WORK TO BE COMPLETED
Count the lines in the records below that contain the string "query", matching case exactly, and give only that number.

EXERCISE INPUTS

-- Begin --

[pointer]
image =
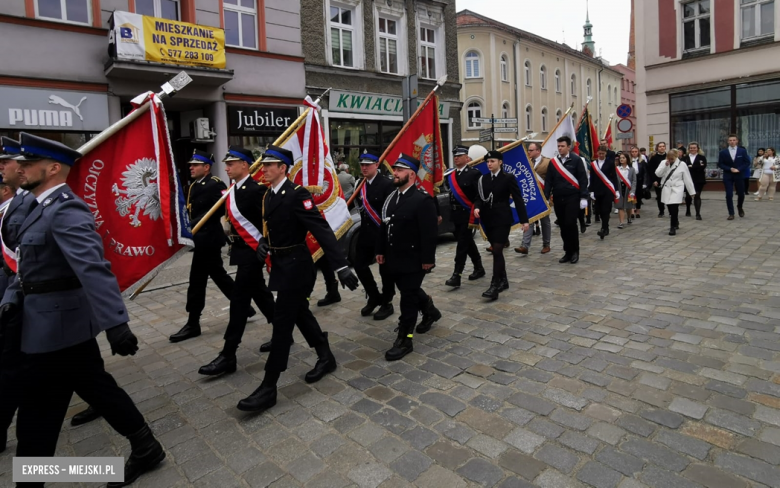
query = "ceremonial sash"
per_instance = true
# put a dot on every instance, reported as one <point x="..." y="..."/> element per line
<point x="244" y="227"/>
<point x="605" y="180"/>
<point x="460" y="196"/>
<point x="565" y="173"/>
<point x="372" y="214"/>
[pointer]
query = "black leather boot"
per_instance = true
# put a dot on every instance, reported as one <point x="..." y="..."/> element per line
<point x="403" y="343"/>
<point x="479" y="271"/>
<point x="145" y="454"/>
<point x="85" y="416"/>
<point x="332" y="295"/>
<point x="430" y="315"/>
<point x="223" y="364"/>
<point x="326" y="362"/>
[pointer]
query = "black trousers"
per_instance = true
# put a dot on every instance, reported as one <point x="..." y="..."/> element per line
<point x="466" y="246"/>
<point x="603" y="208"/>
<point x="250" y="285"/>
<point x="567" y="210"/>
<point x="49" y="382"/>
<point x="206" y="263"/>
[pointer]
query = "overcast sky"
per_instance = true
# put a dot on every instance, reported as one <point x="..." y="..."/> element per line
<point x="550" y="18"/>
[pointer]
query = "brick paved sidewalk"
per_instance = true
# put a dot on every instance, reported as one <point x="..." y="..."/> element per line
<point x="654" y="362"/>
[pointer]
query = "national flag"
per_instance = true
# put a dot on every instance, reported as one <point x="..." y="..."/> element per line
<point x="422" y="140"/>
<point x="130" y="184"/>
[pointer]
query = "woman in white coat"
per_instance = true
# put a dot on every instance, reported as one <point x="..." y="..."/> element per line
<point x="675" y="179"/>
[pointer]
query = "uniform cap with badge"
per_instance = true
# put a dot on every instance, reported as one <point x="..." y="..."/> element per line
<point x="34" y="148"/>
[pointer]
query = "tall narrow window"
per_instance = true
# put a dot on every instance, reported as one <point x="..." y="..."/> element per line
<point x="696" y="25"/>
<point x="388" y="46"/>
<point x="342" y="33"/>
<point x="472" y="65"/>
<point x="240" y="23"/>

-- End --
-- Begin --

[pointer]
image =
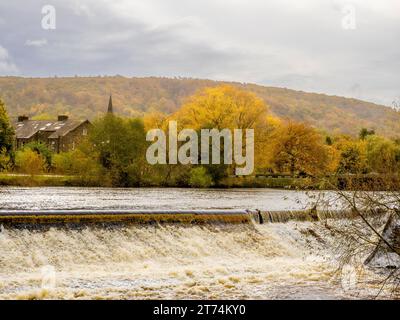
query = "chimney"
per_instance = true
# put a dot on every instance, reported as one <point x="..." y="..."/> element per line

-- End --

CORRECT ANSWER
10